• _Your assignment_
Reproduce each record below in full, word for word, without images.

[Extracted material — start]

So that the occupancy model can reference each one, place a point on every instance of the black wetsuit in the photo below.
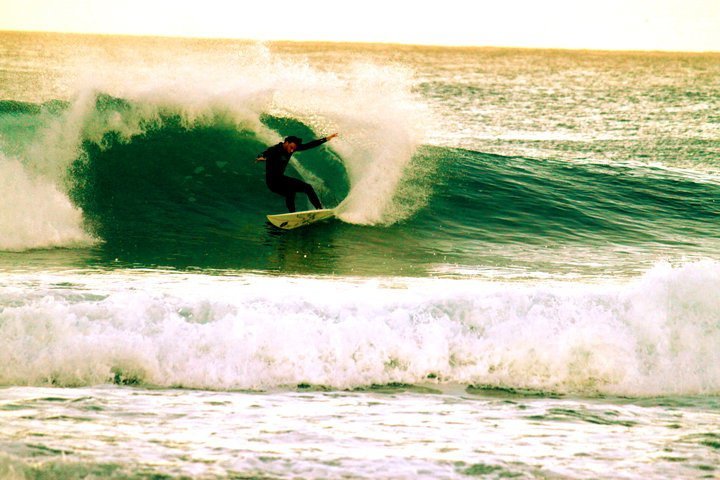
(276, 160)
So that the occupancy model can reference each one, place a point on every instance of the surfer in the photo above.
(276, 159)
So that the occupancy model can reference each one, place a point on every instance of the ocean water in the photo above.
(522, 282)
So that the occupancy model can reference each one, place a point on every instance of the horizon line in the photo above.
(359, 42)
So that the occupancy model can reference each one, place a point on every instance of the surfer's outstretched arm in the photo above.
(315, 143)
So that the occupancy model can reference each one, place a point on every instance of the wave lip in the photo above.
(654, 336)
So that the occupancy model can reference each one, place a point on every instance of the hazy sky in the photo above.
(691, 25)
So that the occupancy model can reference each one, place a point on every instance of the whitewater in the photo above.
(522, 281)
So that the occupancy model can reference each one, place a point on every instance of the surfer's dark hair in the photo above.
(293, 139)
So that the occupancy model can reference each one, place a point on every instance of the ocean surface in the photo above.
(523, 281)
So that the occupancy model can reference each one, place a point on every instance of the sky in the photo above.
(675, 25)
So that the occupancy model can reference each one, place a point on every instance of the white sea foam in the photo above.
(370, 106)
(34, 213)
(655, 335)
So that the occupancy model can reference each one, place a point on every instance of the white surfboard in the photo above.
(299, 219)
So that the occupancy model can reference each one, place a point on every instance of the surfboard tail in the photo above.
(288, 221)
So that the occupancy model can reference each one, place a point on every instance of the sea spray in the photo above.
(655, 335)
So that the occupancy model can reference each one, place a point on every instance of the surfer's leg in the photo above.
(300, 186)
(290, 200)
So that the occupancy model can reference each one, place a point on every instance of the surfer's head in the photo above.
(291, 143)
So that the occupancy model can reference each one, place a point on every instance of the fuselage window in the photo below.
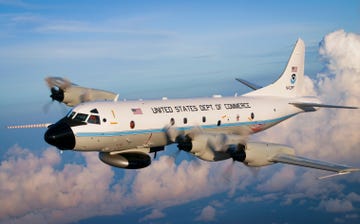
(132, 124)
(80, 117)
(94, 119)
(94, 111)
(70, 115)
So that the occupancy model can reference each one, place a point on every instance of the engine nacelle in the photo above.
(127, 160)
(258, 154)
(201, 146)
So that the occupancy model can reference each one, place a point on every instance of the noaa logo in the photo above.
(293, 79)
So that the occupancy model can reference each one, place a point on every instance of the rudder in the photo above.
(290, 82)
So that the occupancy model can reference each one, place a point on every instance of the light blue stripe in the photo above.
(147, 131)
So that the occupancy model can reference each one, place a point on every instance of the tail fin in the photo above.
(290, 82)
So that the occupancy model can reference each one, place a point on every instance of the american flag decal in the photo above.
(136, 110)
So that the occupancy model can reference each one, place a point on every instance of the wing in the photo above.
(308, 106)
(316, 164)
(63, 91)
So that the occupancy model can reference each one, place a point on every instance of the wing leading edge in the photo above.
(316, 164)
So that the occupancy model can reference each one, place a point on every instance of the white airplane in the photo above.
(212, 129)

[Extracted material — finish]

• _Completed task_
So that the occupancy model can reference each one, place a point on every instance of the black wetsuit in the photo below.
(276, 160)
So that the occupancy model can reference each one, place a point on every instance of the surfer in the photo above.
(276, 159)
So that the occupancy model can reference each one, place a point on every instance of the ocean water in the photo above.
(522, 282)
So that the occupancy model can reference each one, place a point on every instance of the horizon line in the photo above.
(359, 42)
So that the occupancy model can reference each one, place a point on every instance of the surfer's outstretched arm in the photo above.
(315, 143)
So that the occupancy model can reference each one, place a point on every instance of the wave lip in the photo above.
(654, 336)
So that the occupancy model can reference each one, place a point on every instance of the hazy sky in the photo above.
(691, 25)
So that the occupancy model can reference each one, place a point on every instance of the whitewater in the photo above.
(522, 281)
So that the occupancy model can reference each one, place a point on every instance of the surfer's dark hair in the photo above.
(293, 139)
So that the occupancy model can reference each one, place a point on every instance of the ocean surface in the photo above.
(523, 281)
So that the occupancy model can reference each one, place a point on every instance of the sky in the photo above.
(675, 25)
So that the occupancy model can reference each one, place a point on every instance of the white sea foam in the photo above.
(370, 106)
(34, 213)
(655, 335)
So that the occupancy model can reference each one, place a point on every instance of the white surfboard in the photo above.
(299, 219)
So that the occupancy model can reference each one, place a point on every instance of the surfboard tail in the photo above.
(288, 221)
So that the occupancy model can reference each one, place a point on every instance of the sea spray in the photo above.
(655, 335)
So that the occupancy model can reference each one, place a point on every instance of the surfer's leg in the photo above.
(300, 186)
(290, 200)
So that the occupancy model can reference each one, place a point on every instance of the surfer's head in the photo above.
(291, 143)
So that the occupancy model can reference each one, place a point on every instance of the fuselage window in the photo below.
(132, 124)
(80, 117)
(94, 119)
(94, 111)
(70, 115)
So that the occupancy model can reference each one, place a point on every instance of the engine nacelle in the photo above.
(127, 160)
(258, 154)
(201, 146)
So that the occupancy model can reference each one, place a point on every instance of the noaa logo in the photo above.
(293, 79)
So that the occupancy model can reference each one, place a point on every instance of the rudder in the photo above.
(290, 82)
So that the occupancy model can reference each one, place a point on every instance of the light blue stripe in the photo above.
(147, 131)
So that the occupancy model can reference each one, place a point on every instance of the tail fin in the photo above.
(290, 82)
So that the occupancy model can reference each one, place a point on every instance of the american flag decal in the photo above.
(136, 110)
So that the occupancy model can reference each one, place a point on every instance of the wing in the photo above.
(308, 106)
(316, 164)
(63, 91)
So that the occupancy model can reference each one, place a point on every instance of the wing leading edge in the photo above.
(316, 164)
So that the occupancy model can reference each one, place a point on every instance of the white airplane in the photo above.
(212, 129)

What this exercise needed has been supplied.